##### Text section #####

The business case for making acquisitions during Covid

Business Insights

Reece Tomlinson - CEO of RWT Growth - discusses five reasons why companies should be considering acquisitions as a growth strategy


Reece Tomlinson, MBA, CPA is the founder of RWT Growth Inc., an investment banking advisory firm that focuses on M&A transactions, helping companies access capital via debt and corporate advisory. He is an expert in helping growing companies secure finance and here, discusses the two approaches companies are taking and why now is an opportune time M&A. 


"As an investment banking firm with offices in London and Canada, specialising in M&A, capital transactions and corporate advisory, we are seeing two distinct strategies being utilised amongst our clients.


One strategy is to be aggressive and make acquisitions happen whilst the market is opportune. The other is to sit tight and wait until things normalize. 


The former option is proving to be a popular one and there is a strong case for making acquisitions during this COVID-19 induced downturn in the economy. Here are five reasons why companies should be considering acquisitions, as a growth strategy, during this COVID economy.


  1. Acquiring during a downturn has historically produced greater total shareholder returns (TSR). A recent study performed by EY and Capital IQ indicates that companies making acquisitions that totalled 10% or more of their market cap in the 2008 downturn created 5% more TSR over a three-year period then those who did not. Done properly, strategic acquisitions that serve as a platform for long-term success via revenue, customer and asset growth; will provide the acquirer with the ability to capture above market returns when market conditions begin to stabilize and grow.

  2. When using debt to finance an M&A transaction, it becomes more affordable when interest rates are low. As I write this, the Bank of England’s base rate is at 0.1%, which means debt financing in the UK has never been cheaper. This low interest rate environment has a wide number of implications, the majority of which I will not get into, however, it does translate into a higher capacity for acquirers to service debt, thereby making M&A deals more feasible from an affordability, size and aggregate basis.

#####

Task item
Could you continue the piece on making acquisitions during Covid, starting after its last sentence?

##### Listed records #####

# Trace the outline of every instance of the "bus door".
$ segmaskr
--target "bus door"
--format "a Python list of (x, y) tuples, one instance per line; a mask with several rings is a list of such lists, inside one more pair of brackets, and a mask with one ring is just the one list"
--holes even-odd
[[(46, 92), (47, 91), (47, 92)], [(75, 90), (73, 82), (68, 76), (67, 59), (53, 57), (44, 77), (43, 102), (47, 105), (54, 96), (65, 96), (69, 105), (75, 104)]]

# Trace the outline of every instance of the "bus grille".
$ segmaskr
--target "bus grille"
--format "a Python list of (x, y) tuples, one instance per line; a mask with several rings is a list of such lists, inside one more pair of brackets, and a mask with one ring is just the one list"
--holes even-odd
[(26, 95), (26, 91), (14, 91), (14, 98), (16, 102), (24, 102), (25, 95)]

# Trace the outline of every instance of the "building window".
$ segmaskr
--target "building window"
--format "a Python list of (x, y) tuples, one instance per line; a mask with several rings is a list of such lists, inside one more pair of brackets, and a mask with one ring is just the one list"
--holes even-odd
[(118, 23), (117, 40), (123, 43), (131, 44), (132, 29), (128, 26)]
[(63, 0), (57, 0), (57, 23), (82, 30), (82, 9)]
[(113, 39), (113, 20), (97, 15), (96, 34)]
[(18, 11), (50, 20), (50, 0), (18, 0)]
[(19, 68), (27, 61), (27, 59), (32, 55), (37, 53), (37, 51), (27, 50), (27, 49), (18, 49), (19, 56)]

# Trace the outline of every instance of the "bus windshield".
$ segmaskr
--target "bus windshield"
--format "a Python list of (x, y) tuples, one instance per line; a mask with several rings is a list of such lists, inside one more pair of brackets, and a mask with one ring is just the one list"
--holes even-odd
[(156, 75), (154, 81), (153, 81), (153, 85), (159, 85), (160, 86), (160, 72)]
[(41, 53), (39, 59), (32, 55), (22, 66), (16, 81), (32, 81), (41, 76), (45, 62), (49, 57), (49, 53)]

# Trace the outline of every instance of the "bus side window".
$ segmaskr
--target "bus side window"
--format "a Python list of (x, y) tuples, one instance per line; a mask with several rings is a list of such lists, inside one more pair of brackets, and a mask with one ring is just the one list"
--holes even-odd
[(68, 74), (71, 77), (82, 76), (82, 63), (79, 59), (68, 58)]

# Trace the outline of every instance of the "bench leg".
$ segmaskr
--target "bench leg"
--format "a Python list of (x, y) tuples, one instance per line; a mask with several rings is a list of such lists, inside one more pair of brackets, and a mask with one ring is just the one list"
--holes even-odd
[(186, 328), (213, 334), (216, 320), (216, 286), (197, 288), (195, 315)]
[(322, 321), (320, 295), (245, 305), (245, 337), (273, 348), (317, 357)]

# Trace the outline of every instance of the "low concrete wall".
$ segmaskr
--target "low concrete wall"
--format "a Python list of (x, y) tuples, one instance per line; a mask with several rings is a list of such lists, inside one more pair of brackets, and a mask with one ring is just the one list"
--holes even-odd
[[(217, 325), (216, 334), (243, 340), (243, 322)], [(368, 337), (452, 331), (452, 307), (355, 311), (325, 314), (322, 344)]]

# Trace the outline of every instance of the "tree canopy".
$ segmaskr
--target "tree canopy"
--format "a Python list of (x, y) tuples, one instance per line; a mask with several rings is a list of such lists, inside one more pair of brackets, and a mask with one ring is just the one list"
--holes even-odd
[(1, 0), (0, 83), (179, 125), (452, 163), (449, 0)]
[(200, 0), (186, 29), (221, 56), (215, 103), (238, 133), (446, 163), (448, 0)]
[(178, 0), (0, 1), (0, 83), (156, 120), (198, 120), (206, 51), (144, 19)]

#####

Answer box
  3. Using the financial crisis of 2008 as the most recent comparison to what we face today, M&A valuations decreased by approximately 27% during that time period. As such, companies making acquisitions during this period observed substantial discounts to market value. When companies, divisions and assets can be purchased for below market pricing it creates immediate value for the acquirer.

  4. According to the United States Small Business Administration, 90% of businesses fail within two years after being struck by a disaster. When we compare this to the economic impacts of COVID-19 it is certain that many businesses are going to be irreparably damaged. Furthermore, businesses that fail to adopt new technologies and ways of operating in this environment will only fall further behind. As a result, companies and ownership groups who have been negatively impacted by COVID are likely to be open to acquisitions, which can likely be acquired with favourable terms and valuations.

  5. Having excess liquidity on the balance sheet without effective utilisation does not create increased shareholder returns. Therefore, when companies are sitting on excess liquidity it is important to ensure cash is utilised in a manner that is going to generate above market shareholder returns such as strategic M&A transactions at below market valuations. 


For companies that have confidence in the post-COVID recovery dynamics of their industry and are looking to add strategic value, the time is now to make acquisitions."